* What the exercise asks *
Could you write out the records below exactly as they appear?

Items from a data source
------------------------------

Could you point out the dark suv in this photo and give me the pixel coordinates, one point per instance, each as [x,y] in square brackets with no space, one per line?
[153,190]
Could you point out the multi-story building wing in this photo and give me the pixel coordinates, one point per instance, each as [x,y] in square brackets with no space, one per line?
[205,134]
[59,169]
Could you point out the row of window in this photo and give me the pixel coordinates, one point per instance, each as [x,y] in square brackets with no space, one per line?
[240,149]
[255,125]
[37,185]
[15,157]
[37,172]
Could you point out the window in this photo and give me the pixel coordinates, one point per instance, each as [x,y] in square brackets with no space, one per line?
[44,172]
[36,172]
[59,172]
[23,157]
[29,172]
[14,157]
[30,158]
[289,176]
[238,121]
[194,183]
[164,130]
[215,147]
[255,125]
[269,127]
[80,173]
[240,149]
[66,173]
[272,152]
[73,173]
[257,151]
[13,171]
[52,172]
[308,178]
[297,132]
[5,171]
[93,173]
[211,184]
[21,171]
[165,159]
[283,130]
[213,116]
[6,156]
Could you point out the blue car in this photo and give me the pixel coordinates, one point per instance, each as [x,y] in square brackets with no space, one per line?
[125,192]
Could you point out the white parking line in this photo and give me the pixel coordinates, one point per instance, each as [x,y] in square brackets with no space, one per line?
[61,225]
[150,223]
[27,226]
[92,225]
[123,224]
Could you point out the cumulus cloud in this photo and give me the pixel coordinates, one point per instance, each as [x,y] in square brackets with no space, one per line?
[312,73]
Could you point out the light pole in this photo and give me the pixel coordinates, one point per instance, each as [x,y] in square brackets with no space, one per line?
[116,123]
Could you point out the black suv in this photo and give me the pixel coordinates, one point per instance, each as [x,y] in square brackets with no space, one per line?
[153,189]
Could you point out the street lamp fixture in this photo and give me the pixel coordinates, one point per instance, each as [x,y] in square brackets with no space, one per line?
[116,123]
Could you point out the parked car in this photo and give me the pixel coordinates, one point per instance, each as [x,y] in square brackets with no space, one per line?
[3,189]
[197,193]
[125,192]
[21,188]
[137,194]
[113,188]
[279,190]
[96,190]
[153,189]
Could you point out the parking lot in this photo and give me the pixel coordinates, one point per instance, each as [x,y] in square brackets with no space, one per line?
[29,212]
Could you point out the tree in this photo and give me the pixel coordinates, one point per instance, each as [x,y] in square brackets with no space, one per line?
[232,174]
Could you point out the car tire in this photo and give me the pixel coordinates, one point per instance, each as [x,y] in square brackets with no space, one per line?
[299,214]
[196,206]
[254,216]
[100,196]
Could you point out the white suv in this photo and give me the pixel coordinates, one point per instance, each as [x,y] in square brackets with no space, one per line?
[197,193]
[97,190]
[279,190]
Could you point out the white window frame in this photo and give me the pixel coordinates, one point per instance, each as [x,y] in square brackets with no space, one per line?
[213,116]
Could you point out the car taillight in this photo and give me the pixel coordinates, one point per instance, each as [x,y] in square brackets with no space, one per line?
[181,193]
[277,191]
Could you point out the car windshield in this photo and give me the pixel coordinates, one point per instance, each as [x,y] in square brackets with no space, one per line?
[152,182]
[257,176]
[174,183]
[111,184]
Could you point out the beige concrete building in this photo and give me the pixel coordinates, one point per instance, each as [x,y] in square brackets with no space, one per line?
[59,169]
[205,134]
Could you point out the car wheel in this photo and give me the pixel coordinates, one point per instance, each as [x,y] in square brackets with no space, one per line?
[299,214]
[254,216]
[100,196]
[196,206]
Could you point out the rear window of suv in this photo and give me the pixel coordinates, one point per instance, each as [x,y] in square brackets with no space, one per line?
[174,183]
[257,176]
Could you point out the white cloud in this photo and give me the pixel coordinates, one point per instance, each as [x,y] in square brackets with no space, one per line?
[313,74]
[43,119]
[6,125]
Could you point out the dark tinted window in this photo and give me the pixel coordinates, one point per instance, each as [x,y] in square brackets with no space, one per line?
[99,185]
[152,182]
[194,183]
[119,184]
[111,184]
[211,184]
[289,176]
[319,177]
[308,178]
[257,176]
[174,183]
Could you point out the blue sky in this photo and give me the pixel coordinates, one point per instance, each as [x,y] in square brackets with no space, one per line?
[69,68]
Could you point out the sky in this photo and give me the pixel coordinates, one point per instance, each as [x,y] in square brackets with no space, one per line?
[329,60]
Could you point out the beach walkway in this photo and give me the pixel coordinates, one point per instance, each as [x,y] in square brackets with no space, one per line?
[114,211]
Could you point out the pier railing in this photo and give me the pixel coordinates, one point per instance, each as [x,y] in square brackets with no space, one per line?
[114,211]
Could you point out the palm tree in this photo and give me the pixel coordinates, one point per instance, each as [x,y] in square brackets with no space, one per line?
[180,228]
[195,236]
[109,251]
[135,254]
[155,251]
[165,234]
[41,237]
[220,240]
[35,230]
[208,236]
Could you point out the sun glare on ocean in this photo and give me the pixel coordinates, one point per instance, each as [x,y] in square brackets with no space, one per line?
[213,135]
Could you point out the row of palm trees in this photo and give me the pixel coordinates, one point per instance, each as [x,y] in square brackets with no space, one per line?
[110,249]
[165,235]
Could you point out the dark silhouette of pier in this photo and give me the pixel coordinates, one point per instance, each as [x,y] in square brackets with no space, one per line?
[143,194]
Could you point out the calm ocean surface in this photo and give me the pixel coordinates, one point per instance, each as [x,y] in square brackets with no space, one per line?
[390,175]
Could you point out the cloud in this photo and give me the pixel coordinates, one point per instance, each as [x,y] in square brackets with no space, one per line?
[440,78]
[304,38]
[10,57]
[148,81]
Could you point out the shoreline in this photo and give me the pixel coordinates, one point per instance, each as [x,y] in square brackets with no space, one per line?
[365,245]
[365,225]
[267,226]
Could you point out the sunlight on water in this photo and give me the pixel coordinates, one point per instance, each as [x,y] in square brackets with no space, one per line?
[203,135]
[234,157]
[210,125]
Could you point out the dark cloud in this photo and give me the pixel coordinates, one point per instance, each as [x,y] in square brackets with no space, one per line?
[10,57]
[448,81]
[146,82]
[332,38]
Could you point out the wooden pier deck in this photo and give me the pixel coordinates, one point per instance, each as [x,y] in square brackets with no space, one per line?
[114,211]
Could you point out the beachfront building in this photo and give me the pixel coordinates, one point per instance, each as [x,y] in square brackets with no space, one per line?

------------------------------

* Solution below *
Could you point out the dark suv in this photo and give me the pixel coordinates, one point per instance, each as [x,y] in square brackets with no space, one per line?
[153,190]
Could you point out the multi-story building wing in this photo and give me the pixel coordinates, one point per instance, each as [x,y] in square brackets with no space, one per line?
[205,134]
[59,169]
Could you point out the row of window in this photo and give me the pixel coordinates, one point per instance, each as [x,y] in square brackets with no space, one per line?
[240,149]
[255,125]
[37,185]
[15,157]
[37,172]
Could you point out the window in this photo and give me the pixel coordinates, one point per instance, each as [x,y] in square brackets with no space, one per line?
[44,172]
[36,172]
[59,172]
[23,157]
[29,172]
[14,157]
[30,158]
[289,176]
[238,121]
[194,183]
[164,130]
[215,147]
[255,125]
[269,127]
[80,173]
[240,149]
[66,173]
[272,152]
[73,173]
[257,151]
[13,171]
[52,172]
[308,178]
[297,132]
[5,171]
[93,173]
[211,184]
[21,171]
[165,159]
[283,130]
[213,116]
[6,156]
Could you point out the blue car in this photo and give me the pixel coordinates, one point per instance, each as [x,y] in square brackets with no space, one per line?
[125,192]
Could you point out the white parking line in this photo and give me the pixel coordinates, one point per instance, each as [x,y] in square brackets with no space, one per line?
[61,225]
[150,223]
[27,226]
[92,225]
[123,224]
Could you point out the cumulus cloud in this photo and give me the pixel coordinates, one point per instance, each as [x,y] in square brackets with no space, one per line?
[312,73]
Could you point out the light pole in this photo and give me the pixel coordinates, one point per instance, each as [x,y] in square brackets with no space, one per line?
[116,123]
Could you point out the black suv in this photo and give me the pixel coordinates, one point per instance, each as [x,y] in square brackets with no space, one per line?
[153,189]
Could you point out the street lamp fixture in this photo and give me the pixel coordinates, one point per instance, each as [x,y] in square brackets with no space, one per line?
[116,123]
Could you point out the parked car in this photo and give me the pixel coordinates, one point per instance, each as [x,y] in square brackets with no space, one per line?
[3,189]
[197,193]
[125,192]
[21,188]
[137,194]
[113,188]
[279,190]
[96,190]
[153,189]
Could you point out the parking lot in this photo and give me the pixel coordinates, one point per instance, each as [x,y] in square brackets with no space, one per line?
[29,212]
Could you point out the tree in this photo and give me the pixel coordinates, one point per instance, each as [x,y] in square brackets with no space, one per line?
[232,174]
Could you point out the car tire in this photo and give me the pixel coordinates, one point per instance, each as [x,y] in square brackets with no space, one per line?
[299,214]
[196,206]
[254,216]
[100,196]
Could you point out the white suv in this photo and give me the pixel coordinates, one point per instance, each as [x,y] in square brackets with no space, one per line?
[197,193]
[97,190]
[279,190]
Could you point out the white window frame in this photo and give me the pixel coordinates, one point per instance, each as [x,y] in square brackets with no space, one per line?
[213,116]
Could you point out the car taillight in this photo and give me the pixel coordinates, one point per instance, each as [x,y] in square brackets with no space, one per line?
[181,193]
[277,191]
Could you point out the car windshield in this photo and give me the pixel coordinates, one point per instance, each as [x,y] in square brackets with no space, one per line?
[152,182]
[257,176]
[174,183]
[111,184]
Could you point out the beige concrete building in this photo and give me the pixel coordinates, one point per instance, each as [x,y] in square brackets with no space, one per line?
[59,169]
[205,134]
Could you point out the car wheel in this photo and give me the pixel coordinates, one point per instance, each as [x,y] in square brackets with no space, one per line?
[299,214]
[254,216]
[100,196]
[196,206]
Could you point out the rear window of suv in this photo and give me the pixel coordinates, one point per instance, each as [x,y] in square brackets with no space, one per line?
[174,183]
[257,176]
Could you point out the white cloud in this photo and give me the pixel coordinates, one point per instance, each as [x,y] in square brackets with no space, one per line?
[313,74]
[43,119]
[6,125]
Could you point out the dark tinted window in this photo and give me the pixel coordinates, one point per instance, each as [x,y] in square brackets with no space, one per line?
[99,185]
[152,182]
[194,183]
[119,184]
[111,184]
[211,184]
[289,176]
[319,177]
[308,178]
[257,176]
[174,183]
Could you point out the blue sky in this photo and give me the pixel coordinates, one point per instance, each as [x,y] in square brackets with no space, one per line?
[69,68]
Could you point out the sky in this photo and give me the pixel coordinates, one point per instance, each as [x,y] in square brackets with no space, one per line?
[329,60]
Could you point out the beach walkway in this photo and give me the pixel coordinates, one point per instance, each as [x,y] in square brackets with no space, one per line?
[114,211]
Could you point out the pier railing in this photo and give me the pixel coordinates, one point per instance, each as [x,y] in square brackets with no space, one per line?
[114,211]
Could you point out the palm tree in this photo and give me the pixel coordinates, one point per instance, each as [x,y] in square brackets with no space, one per line?
[180,228]
[195,236]
[109,251]
[135,254]
[155,251]
[165,234]
[41,237]
[220,240]
[35,230]
[208,236]
Could you point out the sun glare on ocean in this photo and give me the pixel coordinates, one point per instance, each as [x,y] in square brackets with no space, one per line?
[213,135]
Could you point out the row of palm trees in this photo and give me the pixel coordinates, one point per instance, each as [x,y] in square brackets with no space, one per line?
[110,249]
[165,235]
Could you point out the dark silhouette of pier in this photo and give me the pixel coordinates, one point per instance, each as [x,y] in square brackets with no space, one per line?
[143,194]
Could you point out the calm ocean surface in this photo and give me the pixel coordinates, one point per instance, each as [x,y] in square brackets with no space, one per line?
[390,175]
Could you point out the cloud in this photo and give me the pixel coordinates, one point per instance, each as [x,y] in square brackets with no space, one per line?
[440,78]
[304,38]
[10,57]
[148,81]
Could you point out the shoreline in this photo and give me the pixel coordinates, one point per instance, each as [x,y] in square brackets with no space, one per line?
[365,245]
[365,225]
[267,226]
Could you point out the sunlight on water in this photo and give me the pixel coordinates, one point per instance, each as [x,y] in square brackets with no space, one per line?
[203,135]
[234,157]
[210,125]
Could you point out the dark cloud in this photo and give me the pixel coordinates, one point per instance, each as [x,y] in square brackets with no space, one per line?
[10,57]
[448,81]
[146,82]
[332,38]
Could you point out the wooden pier deck in this photo and give me the pixel coordinates, one point per instance, each as [x,y] in square brackets with no space, one per line?
[114,211]
Could you point out the beachfront building in this photo and give me the pixel coordinates, one point per instance, each as [x,y] in square brackets with no space, one per line?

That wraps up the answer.